Saved entries:
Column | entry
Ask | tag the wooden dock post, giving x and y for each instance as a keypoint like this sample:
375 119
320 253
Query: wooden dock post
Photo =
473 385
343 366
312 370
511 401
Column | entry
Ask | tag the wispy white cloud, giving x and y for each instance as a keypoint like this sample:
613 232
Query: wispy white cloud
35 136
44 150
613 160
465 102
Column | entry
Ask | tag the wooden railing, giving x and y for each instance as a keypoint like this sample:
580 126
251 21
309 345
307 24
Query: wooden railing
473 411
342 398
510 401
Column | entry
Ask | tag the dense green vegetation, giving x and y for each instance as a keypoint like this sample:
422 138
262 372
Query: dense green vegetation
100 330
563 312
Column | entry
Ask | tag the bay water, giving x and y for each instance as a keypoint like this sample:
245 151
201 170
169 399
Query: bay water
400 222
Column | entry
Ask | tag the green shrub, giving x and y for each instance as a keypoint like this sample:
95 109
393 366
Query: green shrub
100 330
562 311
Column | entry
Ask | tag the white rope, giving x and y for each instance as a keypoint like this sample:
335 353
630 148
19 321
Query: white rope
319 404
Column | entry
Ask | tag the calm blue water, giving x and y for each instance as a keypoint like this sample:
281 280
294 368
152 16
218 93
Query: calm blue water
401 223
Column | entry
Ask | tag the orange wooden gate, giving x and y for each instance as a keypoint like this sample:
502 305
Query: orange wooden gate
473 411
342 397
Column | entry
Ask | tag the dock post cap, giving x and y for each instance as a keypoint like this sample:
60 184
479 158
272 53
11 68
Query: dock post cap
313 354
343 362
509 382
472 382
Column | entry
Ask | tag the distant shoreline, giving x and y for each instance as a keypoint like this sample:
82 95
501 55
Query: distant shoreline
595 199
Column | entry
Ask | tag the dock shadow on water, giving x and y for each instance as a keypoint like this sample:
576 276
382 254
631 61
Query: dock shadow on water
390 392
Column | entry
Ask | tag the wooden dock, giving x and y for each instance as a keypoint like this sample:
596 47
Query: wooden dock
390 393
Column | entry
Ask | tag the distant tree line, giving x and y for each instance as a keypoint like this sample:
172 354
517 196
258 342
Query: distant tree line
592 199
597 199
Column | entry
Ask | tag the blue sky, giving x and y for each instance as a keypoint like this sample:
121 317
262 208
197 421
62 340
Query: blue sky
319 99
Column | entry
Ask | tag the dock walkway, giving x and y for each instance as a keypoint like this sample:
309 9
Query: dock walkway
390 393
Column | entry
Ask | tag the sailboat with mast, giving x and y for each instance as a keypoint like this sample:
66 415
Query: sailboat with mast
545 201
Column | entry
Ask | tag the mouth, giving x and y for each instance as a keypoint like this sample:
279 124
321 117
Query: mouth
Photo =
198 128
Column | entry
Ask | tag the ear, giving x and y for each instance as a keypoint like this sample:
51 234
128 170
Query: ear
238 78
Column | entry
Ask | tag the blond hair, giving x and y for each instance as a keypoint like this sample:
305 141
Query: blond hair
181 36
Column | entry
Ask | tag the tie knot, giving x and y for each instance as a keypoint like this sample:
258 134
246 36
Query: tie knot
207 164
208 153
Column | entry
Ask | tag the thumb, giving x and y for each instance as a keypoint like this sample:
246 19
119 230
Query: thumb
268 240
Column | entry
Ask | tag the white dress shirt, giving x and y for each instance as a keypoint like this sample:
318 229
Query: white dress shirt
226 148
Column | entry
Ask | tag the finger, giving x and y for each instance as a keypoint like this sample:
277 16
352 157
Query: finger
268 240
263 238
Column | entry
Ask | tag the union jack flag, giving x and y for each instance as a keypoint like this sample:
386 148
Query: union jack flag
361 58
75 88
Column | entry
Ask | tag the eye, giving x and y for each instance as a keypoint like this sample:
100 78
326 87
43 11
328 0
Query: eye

Instructions for the task:
Which lines above hold the string "mouth"? Copy each of them.

Task output:
Ask | tag the mouth, giving x and y for each instance as a keypoint like this sample:
Query: mouth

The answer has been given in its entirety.